- _WHAT TO DO_:
What lines of the data include the string "frame"? Copy them all.

- _MATERIAL SUPPLIED_:
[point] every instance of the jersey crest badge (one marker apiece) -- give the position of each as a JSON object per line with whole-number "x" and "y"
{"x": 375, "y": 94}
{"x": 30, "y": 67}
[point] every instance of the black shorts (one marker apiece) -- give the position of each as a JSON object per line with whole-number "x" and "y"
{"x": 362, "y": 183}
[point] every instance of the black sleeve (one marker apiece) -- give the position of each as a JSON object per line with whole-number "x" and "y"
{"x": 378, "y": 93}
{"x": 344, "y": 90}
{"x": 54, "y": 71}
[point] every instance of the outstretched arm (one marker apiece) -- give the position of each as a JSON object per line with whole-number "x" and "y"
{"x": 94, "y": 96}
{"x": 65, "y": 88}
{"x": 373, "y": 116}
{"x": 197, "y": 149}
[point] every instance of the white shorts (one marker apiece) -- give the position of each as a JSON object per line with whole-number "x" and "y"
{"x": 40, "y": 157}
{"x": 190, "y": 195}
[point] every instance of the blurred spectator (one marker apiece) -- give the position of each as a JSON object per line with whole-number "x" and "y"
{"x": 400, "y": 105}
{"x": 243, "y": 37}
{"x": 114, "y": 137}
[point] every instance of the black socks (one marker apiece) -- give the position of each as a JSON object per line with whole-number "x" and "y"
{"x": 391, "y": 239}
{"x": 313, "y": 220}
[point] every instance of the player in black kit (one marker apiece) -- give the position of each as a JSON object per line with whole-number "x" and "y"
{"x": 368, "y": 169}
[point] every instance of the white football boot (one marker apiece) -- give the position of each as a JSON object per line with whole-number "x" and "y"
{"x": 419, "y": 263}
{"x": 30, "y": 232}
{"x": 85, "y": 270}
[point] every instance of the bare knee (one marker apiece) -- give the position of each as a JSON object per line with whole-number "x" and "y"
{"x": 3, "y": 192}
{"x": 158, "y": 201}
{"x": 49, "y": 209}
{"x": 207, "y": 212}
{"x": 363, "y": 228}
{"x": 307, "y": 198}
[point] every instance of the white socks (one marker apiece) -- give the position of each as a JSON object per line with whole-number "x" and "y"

* * *

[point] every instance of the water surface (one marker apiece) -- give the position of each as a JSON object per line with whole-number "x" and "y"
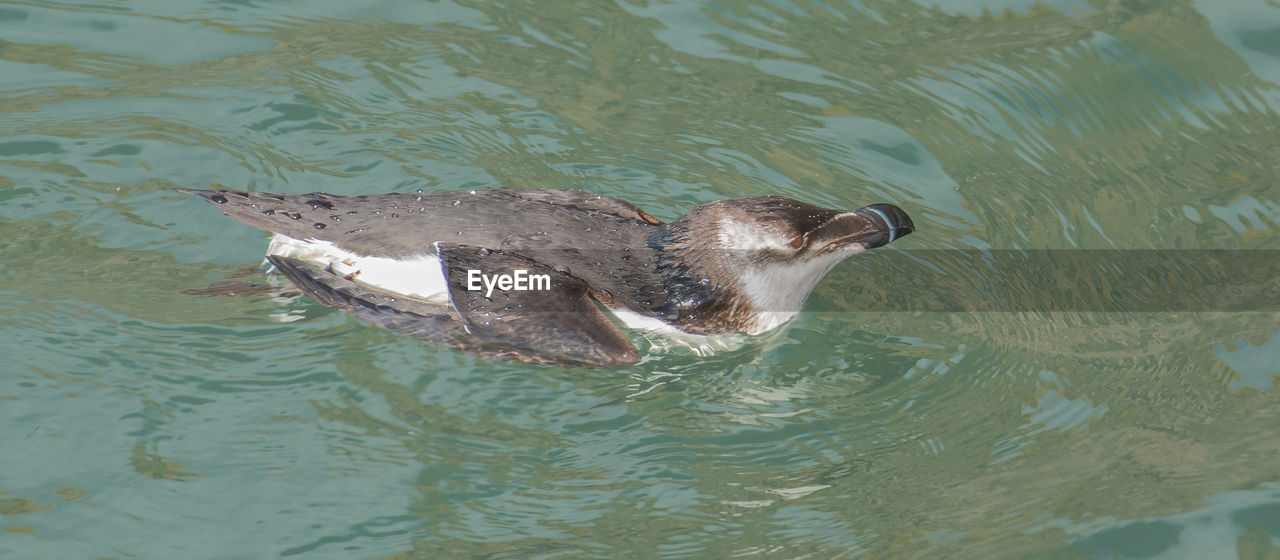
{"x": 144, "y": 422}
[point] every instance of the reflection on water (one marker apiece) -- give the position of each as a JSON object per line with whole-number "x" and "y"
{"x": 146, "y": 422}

* * *

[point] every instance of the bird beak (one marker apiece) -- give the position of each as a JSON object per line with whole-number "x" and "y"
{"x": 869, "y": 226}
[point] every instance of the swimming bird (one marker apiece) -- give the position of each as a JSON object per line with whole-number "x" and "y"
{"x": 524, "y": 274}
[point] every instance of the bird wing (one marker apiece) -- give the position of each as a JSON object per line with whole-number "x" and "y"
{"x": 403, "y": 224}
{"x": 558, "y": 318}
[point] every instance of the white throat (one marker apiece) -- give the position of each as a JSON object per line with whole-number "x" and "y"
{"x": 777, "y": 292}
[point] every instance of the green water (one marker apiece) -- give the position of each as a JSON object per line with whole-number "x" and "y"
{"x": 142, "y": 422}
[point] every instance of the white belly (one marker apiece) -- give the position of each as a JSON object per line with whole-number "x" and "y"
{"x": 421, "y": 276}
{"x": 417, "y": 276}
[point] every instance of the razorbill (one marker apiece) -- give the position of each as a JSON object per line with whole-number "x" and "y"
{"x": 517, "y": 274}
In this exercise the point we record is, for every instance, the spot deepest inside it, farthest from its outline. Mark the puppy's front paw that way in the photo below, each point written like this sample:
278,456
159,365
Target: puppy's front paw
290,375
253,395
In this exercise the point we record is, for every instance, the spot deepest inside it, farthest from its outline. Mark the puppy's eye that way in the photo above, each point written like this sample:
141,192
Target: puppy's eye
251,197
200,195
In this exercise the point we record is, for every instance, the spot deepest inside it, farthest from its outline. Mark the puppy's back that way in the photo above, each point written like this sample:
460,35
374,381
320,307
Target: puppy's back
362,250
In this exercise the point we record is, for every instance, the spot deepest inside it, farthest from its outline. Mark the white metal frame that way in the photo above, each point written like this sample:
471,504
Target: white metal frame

- _OUTPUT BELOW_:
In this exercise the point we record is, for every instance, the spot deepest inside it, farthest from its outline. Mark the white metal frame that way in the photo above, each point written like this sample:
Target: white metal frame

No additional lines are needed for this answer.